§ Given task:
Can you print, without any change, the stretch of the records below from the line containing "target | round stone tower" through the end of the records?

:: Dataset rows ::

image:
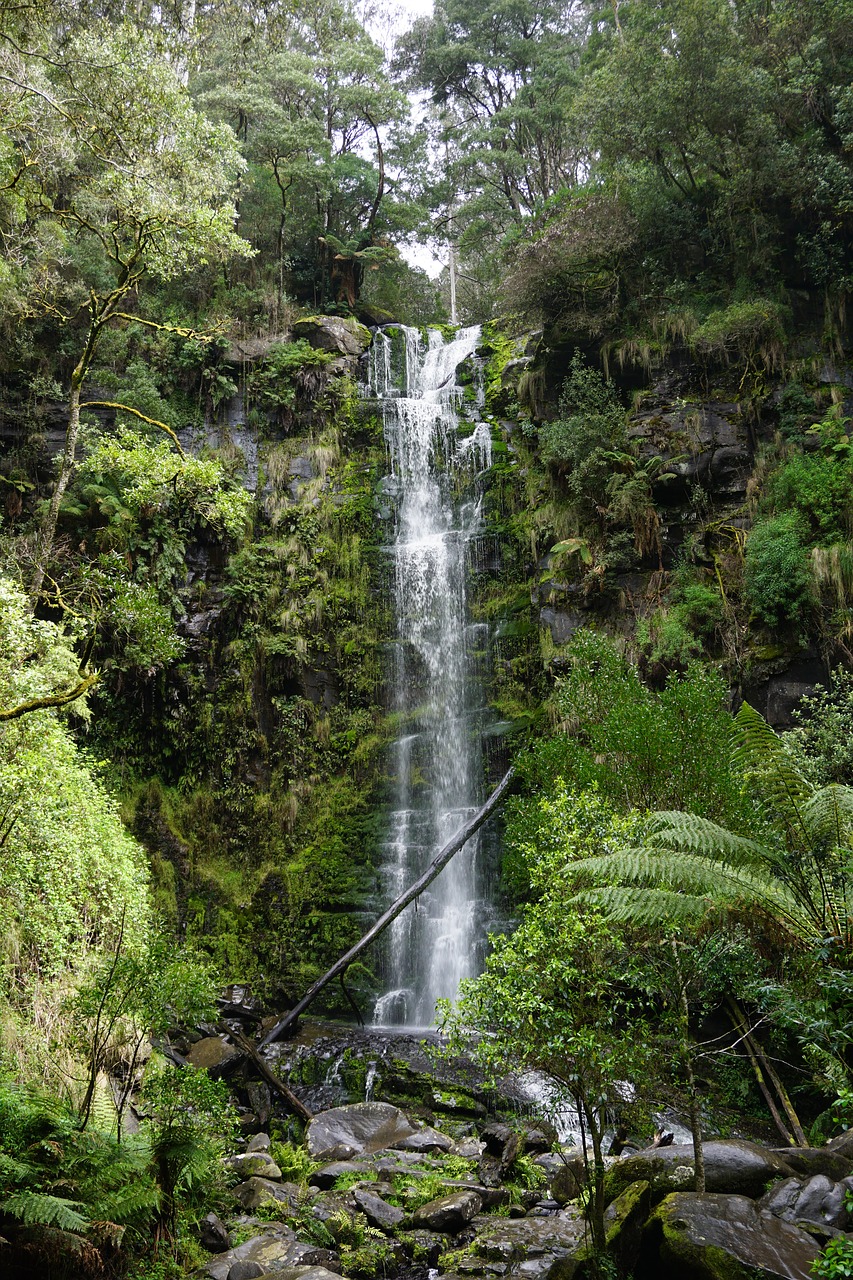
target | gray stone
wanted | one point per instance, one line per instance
(819, 1201)
(214, 1054)
(448, 1214)
(254, 1164)
(259, 1191)
(334, 333)
(730, 1165)
(270, 1251)
(213, 1234)
(534, 1247)
(816, 1160)
(425, 1139)
(624, 1221)
(246, 1270)
(711, 1237)
(327, 1176)
(377, 1211)
(364, 1127)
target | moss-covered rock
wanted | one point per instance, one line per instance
(708, 1237)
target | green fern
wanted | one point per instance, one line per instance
(36, 1208)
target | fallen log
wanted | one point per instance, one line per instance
(265, 1070)
(414, 891)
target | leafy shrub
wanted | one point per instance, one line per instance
(836, 1260)
(819, 487)
(591, 424)
(779, 584)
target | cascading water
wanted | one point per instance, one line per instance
(436, 764)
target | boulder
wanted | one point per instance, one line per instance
(501, 1141)
(272, 1249)
(425, 1139)
(361, 1128)
(731, 1165)
(532, 1247)
(819, 1201)
(259, 1191)
(842, 1144)
(808, 1161)
(450, 1214)
(712, 1237)
(378, 1211)
(254, 1164)
(214, 1054)
(213, 1234)
(334, 333)
(624, 1221)
(327, 1176)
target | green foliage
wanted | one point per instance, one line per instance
(822, 731)
(779, 585)
(591, 424)
(817, 487)
(835, 1260)
(72, 878)
(287, 370)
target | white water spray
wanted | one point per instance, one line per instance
(437, 767)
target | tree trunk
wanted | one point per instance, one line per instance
(414, 891)
(48, 531)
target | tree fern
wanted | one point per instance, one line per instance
(690, 832)
(37, 1208)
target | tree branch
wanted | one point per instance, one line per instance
(62, 699)
(414, 891)
(126, 408)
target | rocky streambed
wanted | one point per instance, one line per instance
(401, 1193)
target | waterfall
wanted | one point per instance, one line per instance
(436, 762)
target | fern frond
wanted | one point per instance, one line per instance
(696, 835)
(35, 1208)
(829, 814)
(761, 754)
(648, 906)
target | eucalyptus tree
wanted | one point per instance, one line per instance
(108, 174)
(502, 77)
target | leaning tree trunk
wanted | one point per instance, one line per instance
(414, 891)
(48, 531)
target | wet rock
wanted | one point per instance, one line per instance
(731, 1165)
(270, 1251)
(254, 1164)
(819, 1200)
(817, 1160)
(247, 1270)
(425, 1139)
(213, 1234)
(624, 1221)
(259, 1191)
(448, 1214)
(537, 1141)
(533, 1247)
(502, 1141)
(712, 1237)
(306, 1272)
(214, 1054)
(334, 333)
(364, 1127)
(378, 1211)
(327, 1176)
(842, 1144)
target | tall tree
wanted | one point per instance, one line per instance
(141, 188)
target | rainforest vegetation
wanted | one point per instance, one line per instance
(205, 208)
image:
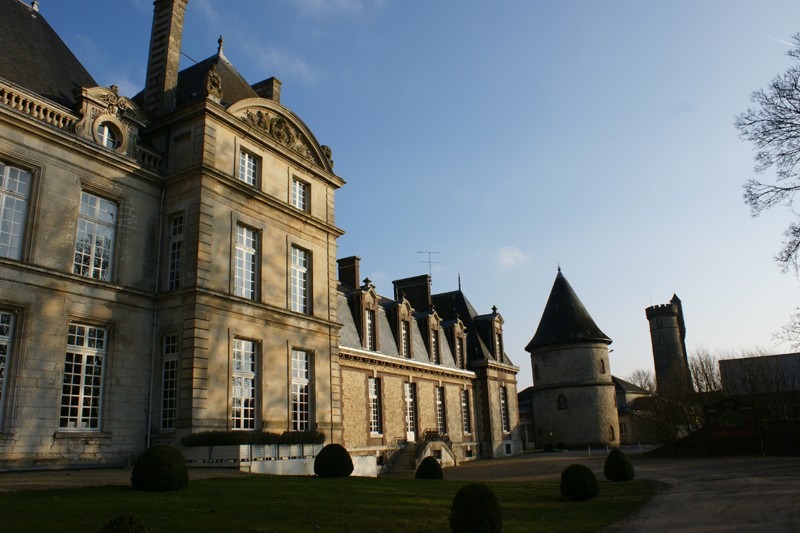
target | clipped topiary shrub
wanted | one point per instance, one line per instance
(475, 509)
(125, 523)
(617, 466)
(160, 468)
(429, 468)
(333, 461)
(578, 483)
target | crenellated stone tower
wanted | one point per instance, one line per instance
(668, 336)
(573, 395)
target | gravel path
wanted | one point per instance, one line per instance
(697, 495)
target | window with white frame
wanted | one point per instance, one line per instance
(410, 394)
(369, 325)
(300, 194)
(246, 262)
(6, 338)
(441, 412)
(405, 339)
(466, 415)
(175, 260)
(300, 298)
(375, 414)
(301, 384)
(243, 386)
(435, 357)
(169, 381)
(94, 244)
(82, 386)
(15, 190)
(504, 410)
(249, 167)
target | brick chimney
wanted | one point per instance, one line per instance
(164, 58)
(349, 271)
(269, 88)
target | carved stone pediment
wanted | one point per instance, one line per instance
(284, 128)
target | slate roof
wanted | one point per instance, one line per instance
(565, 319)
(454, 304)
(34, 56)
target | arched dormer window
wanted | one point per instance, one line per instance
(562, 402)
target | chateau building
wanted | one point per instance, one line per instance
(168, 265)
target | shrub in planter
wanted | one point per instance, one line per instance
(333, 461)
(618, 467)
(429, 468)
(160, 468)
(125, 523)
(475, 509)
(578, 483)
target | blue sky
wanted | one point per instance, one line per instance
(514, 136)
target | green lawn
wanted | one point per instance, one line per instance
(265, 503)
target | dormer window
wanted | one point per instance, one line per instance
(435, 349)
(107, 135)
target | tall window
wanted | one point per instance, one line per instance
(441, 413)
(405, 339)
(301, 380)
(248, 168)
(375, 418)
(300, 280)
(169, 382)
(246, 260)
(466, 418)
(504, 410)
(369, 324)
(410, 394)
(435, 358)
(15, 189)
(243, 397)
(94, 245)
(175, 267)
(82, 387)
(300, 194)
(6, 337)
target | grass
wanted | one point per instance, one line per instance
(267, 503)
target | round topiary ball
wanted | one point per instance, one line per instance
(333, 461)
(618, 467)
(160, 468)
(429, 468)
(578, 483)
(475, 509)
(125, 523)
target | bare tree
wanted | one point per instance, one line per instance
(773, 126)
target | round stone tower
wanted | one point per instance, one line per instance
(668, 334)
(573, 396)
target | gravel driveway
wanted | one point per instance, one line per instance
(708, 494)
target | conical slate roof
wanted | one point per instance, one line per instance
(34, 56)
(565, 319)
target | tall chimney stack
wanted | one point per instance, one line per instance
(165, 57)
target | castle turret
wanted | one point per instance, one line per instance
(668, 336)
(573, 395)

:::

§ Answer:
target | round stone tower
wanted | one point per instance, one line per instance
(668, 334)
(573, 396)
target | gravel driveway
wanted | one point per instance, one line per instance
(708, 494)
target | conical slate roof
wanted | one point per instance, one line per instance
(34, 56)
(565, 319)
target | tall chimney stack
wanted | one point per instance, one line per instance
(165, 57)
target | castle turret
wanted | one point per instance, one line per instance
(668, 336)
(573, 395)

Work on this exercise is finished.